**TASKS AND EXERCISES**:
(A) According to the discovery ruling excerpt, what happens to an objection that is not raised, or not raised with specificity?
(B) Repeat the passage of the discovery ruling excerpt between "Cervantes Defendants' requested" and "and without prejudice.", inclusive.

**EXCERPTED TEXT**:
==================================================

A party objecting to an interrogatory must specify its grounds for the objection. FED. R. CIV. P. 33(b)(4); e.g., Doe v. Nat'l Hemophilia Found., 194 F.R.D. 516, 520 (D. Md. 2000). "Mere recitation of familiar litany that interrogatory is overly broad, burdensome, oppressive, and irrelevant does not suffice as specific objection." Miller v. Pruneda ("Pruneda"), 236 F.R.D. 277, 281 (N.D. W. Va. 2004) (quotation omitted). Any objection not raised or not raised with specificity is waived. Id.
Cervantes Defendants' requested an order compelling Plaintiffs to respond to Interrogatory Nos. 3-11, 14-17, and 19. (Doc. 177.) Plaintiffs indicated in their response that the parties reached an agreement as to Interrogatory No. 11. (Doc. 179 at 7.) Because the parties reached an agreement as to Interrogatory No. 11, Cervantes Defendants' motion to compel as to that Interrogatory is denied as moot and without prejudice.

==================================================

[Point localization data]
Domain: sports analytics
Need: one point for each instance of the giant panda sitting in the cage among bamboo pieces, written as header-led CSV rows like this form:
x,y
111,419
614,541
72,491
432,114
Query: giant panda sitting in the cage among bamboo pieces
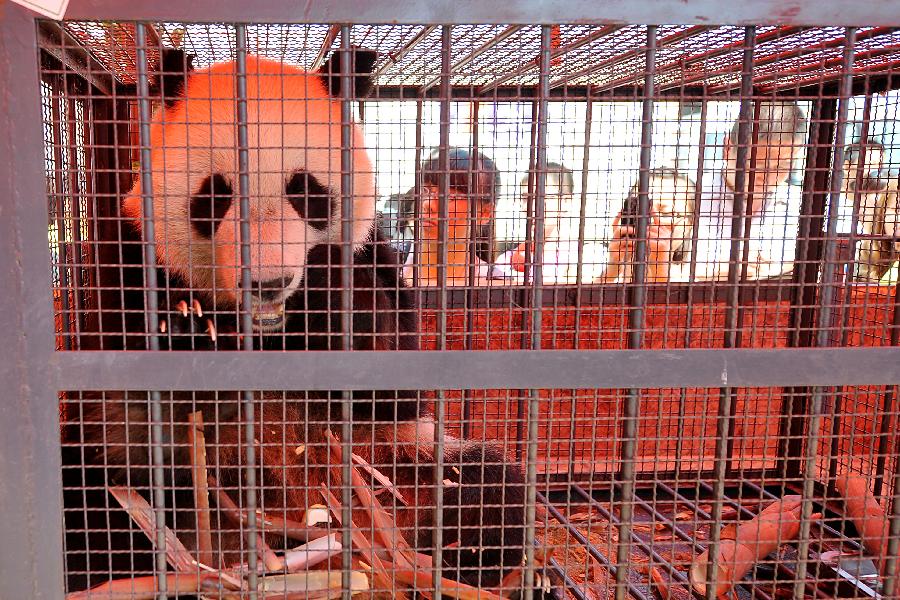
x,y
294,127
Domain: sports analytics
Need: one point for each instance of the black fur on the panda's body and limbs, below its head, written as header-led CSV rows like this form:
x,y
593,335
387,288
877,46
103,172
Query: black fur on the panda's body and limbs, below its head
x,y
106,440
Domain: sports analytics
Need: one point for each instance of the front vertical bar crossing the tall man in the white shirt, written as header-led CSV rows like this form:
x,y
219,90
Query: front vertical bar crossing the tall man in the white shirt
x,y
726,396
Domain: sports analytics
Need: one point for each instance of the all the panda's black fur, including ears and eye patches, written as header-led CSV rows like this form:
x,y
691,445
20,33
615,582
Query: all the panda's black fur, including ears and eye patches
x,y
106,436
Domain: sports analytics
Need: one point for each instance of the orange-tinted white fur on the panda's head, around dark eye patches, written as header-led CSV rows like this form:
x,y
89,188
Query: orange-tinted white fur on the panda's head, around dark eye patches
x,y
197,138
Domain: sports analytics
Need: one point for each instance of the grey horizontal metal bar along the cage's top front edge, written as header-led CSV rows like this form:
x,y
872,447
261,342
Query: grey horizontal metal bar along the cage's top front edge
x,y
523,12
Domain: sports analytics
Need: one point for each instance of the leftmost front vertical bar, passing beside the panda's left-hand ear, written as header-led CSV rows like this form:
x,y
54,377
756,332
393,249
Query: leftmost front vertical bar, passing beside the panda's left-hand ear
x,y
152,308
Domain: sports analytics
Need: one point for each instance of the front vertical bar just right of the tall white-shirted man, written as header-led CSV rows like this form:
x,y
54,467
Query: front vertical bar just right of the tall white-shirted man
x,y
814,433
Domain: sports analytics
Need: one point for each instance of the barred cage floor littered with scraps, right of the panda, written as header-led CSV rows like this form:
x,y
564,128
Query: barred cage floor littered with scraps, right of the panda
x,y
671,528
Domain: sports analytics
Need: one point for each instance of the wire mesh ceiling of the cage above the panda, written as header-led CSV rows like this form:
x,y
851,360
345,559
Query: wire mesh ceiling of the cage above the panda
x,y
484,56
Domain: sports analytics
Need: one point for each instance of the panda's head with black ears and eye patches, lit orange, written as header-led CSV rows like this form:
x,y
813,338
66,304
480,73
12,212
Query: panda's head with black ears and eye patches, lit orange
x,y
294,141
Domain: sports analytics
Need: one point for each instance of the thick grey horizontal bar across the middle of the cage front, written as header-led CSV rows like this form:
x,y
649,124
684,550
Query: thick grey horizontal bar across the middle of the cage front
x,y
488,369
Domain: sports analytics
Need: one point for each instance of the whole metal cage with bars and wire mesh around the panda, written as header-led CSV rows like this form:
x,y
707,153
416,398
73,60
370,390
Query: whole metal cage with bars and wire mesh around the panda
x,y
742,410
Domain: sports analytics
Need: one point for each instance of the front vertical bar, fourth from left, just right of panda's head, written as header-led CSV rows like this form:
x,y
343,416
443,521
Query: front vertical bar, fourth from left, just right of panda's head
x,y
443,232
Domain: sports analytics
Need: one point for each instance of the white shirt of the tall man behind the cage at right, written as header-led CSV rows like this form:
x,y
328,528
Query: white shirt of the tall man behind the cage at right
x,y
773,227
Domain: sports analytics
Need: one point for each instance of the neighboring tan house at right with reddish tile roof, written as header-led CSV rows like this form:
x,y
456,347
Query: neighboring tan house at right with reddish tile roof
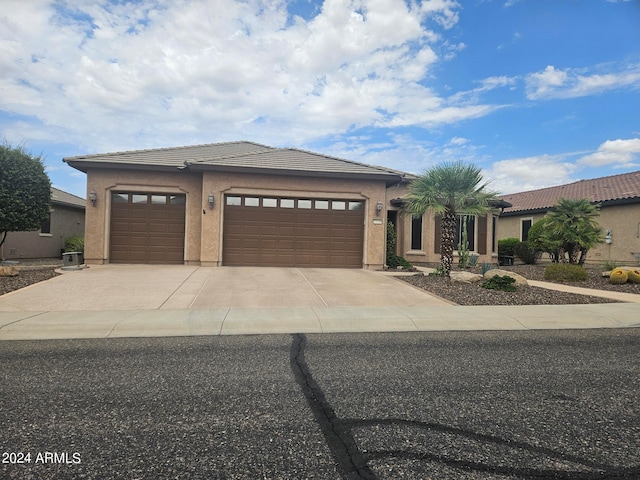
x,y
618,197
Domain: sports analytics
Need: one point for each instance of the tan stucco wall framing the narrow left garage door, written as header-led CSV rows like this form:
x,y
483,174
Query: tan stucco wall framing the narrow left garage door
x,y
104,181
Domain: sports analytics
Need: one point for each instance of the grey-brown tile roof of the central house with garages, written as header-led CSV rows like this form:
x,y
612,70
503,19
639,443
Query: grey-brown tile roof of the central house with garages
x,y
237,156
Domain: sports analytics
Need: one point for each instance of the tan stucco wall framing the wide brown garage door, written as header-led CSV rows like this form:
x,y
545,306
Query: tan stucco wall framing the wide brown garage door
x,y
221,184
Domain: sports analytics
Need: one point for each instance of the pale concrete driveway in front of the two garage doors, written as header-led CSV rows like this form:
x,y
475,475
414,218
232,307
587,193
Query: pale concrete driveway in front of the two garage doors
x,y
144,287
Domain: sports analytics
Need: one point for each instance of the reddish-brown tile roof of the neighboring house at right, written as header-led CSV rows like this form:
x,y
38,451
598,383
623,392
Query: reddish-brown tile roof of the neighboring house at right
x,y
598,190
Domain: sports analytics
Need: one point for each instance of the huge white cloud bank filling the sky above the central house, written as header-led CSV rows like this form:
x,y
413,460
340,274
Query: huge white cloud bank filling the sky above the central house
x,y
157,72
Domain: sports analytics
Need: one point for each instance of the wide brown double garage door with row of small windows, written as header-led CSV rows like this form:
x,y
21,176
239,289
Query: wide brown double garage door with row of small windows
x,y
292,232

==================================================

**RESPONSES IN ORDER**:
(A) It is waived.

(B)
Cervantes Defendants' requested an order compelling Plaintiffs to respond to Interrogatory Nos. 3-11, 14-17, and 19. (Doc. 177.) Plaintiffs indicated in their response that the parties reached an agreement as to Interrogatory No. 11. (Doc. 179 at 7.) Because the parties reached an agreement as to Interrogatory No. 11, Cervantes Defendants' motion to compel as to that Interrogatory is denied as moot and without prejudice.